Following on from the suspension of the UK Capacity Market whilst the state aid approval is ironed out, the government is consulting on what to do in the meantime to make sure the lights don't go out.


See our article, Tempus brings Capacity Market to a standstill

The consultation was published on 19 December and is only open until 10 January so there is not long to respond, especially considering the Christmas break.

It deals with:

  • holding a replacement 'top-up' T-1 auction in summer 2019 for capacity the following winter (2019-20)
  • arrangements for making deferred payments to capacity providers who have continued to meet their obligations during the standstill period
  • how to ensure existing capacity agreements continue during the standstill period
  • collecting charges from suppliers to fund the scheme, even during the standstill period.

It is predicated on the European Commission issuing an Opening Decision in its formal investigation in early 2019 that it is 'minded to' approve the scheme; and a final decision (allowing the scheme to restart from its standstill period) by October 2019.

Replacement 'top-up' T-1 auction

BEIS are planning to run the auction that was due to take place in January, in summer 2019.

This will be before final state aid approval for the Capacity Market scheme is granted, so BEIS are proposing to decouple the running of the auction from the awarding of capacity agreements.  This means that if a CMU wins capacity in the auction it will not get a capacity agreement until the EC grants state aid approval, which should be by October 2019, but if not, BEIS retains the discretion not to award capacity agreements.  So there is a risk that anyone successfully being awarded capacity in the auction may not end up with a capacity agreement for 2019/20 if state aid approval is not granted in time.

BEIS will not reopen the prequalification process (although they might ask participants to reconfirm that the information they originally provided during the prequalification process is still correct) but they will allow all those who pre-qualified for the January 2019 auction to withdraw if they choose, given the uncertainty.  There is no need to post credit cover during the standstill period.

Holding the auction later than planned and awarding capacity agreements even later (or perhaps not at all) means the milestones will change and the consultation gives further details on the technicalities.

Deferred payments

Capacity payments for this year (October 2018 to September 2019), and potentially next year if the timetable for state aid approval slips beyond 1 October 2019, will be deferred until the standstill period ends.  Then capacity providers will get paid (presumably as a lump sum although the consultation does not give details of how and when they will be paid), but only if they have continued to comply with their obligations under their capacity agreement and the scheme gets state aid approval.

So there is a risk they won't be paid but still have to provide capacity.  They will also have a cashflow issue in the meantime. They have the option to terminate, but would still have to pay termination fees (offset against the deferred payments due) once the standstill period has ended.

If state aid approval is not granted, then it seems that CMUs will be able to terminate their capacity agreement without penalty, but of course will also not receive any deferred payments.
= = = =
Stated problem 1:
From the records, extract the lines exactly, beginning at the line that contains "[point] every instance of the front wheel" and stopping after the final line of the records.
The Capacity Market article and the records that follow it are unrelated.
= = = =
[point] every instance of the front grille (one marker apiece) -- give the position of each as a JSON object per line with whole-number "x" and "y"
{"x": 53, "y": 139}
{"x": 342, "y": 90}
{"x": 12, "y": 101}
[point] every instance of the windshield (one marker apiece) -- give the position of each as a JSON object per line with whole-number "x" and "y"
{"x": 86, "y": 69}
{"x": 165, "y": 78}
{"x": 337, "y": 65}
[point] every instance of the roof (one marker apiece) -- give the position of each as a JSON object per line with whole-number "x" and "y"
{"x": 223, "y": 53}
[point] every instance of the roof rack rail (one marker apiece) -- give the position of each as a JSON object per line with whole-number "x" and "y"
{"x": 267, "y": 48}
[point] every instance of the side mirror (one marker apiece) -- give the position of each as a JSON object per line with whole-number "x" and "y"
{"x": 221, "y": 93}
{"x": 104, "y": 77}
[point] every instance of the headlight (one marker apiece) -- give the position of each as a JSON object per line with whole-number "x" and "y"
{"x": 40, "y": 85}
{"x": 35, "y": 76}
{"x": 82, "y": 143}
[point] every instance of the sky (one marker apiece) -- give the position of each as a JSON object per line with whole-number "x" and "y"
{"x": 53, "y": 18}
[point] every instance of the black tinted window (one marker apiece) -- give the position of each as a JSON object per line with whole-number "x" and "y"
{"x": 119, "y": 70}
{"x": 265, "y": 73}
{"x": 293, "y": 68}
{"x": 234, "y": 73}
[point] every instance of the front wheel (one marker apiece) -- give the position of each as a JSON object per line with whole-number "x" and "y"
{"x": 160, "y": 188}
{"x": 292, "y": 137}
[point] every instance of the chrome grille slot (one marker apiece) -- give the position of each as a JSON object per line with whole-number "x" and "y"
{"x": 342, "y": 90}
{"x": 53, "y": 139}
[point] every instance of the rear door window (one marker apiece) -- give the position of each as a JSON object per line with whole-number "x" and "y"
= = = =
Stated problem 2:
Answer these from the Capacity Market article:
(a) On what date was the consultation published?
(b) When do BEIS plan to run the auction that was due in January?
(c) What period do this year's capacity payments cover?

Full output 1:
[point] every instance of the front wheel (one marker apiece) -- give the position of each as a JSON object per line with whole-number "x" and "y"
{"x": 160, "y": 188}
{"x": 292, "y": 137}
[point] every instance of the chrome grille slot (one marker apiece) -- give the position of each as a JSON object per line with whole-number "x" and "y"
{"x": 342, "y": 90}
{"x": 53, "y": 139}
[point] every instance of the rear door window (one marker apiece) -- give the position of each as a JSON object per line with whole-number "x" and "y"

Full output 2:
(a) 19 December
(b) Summer 2019
(c) October 2018 to September 2019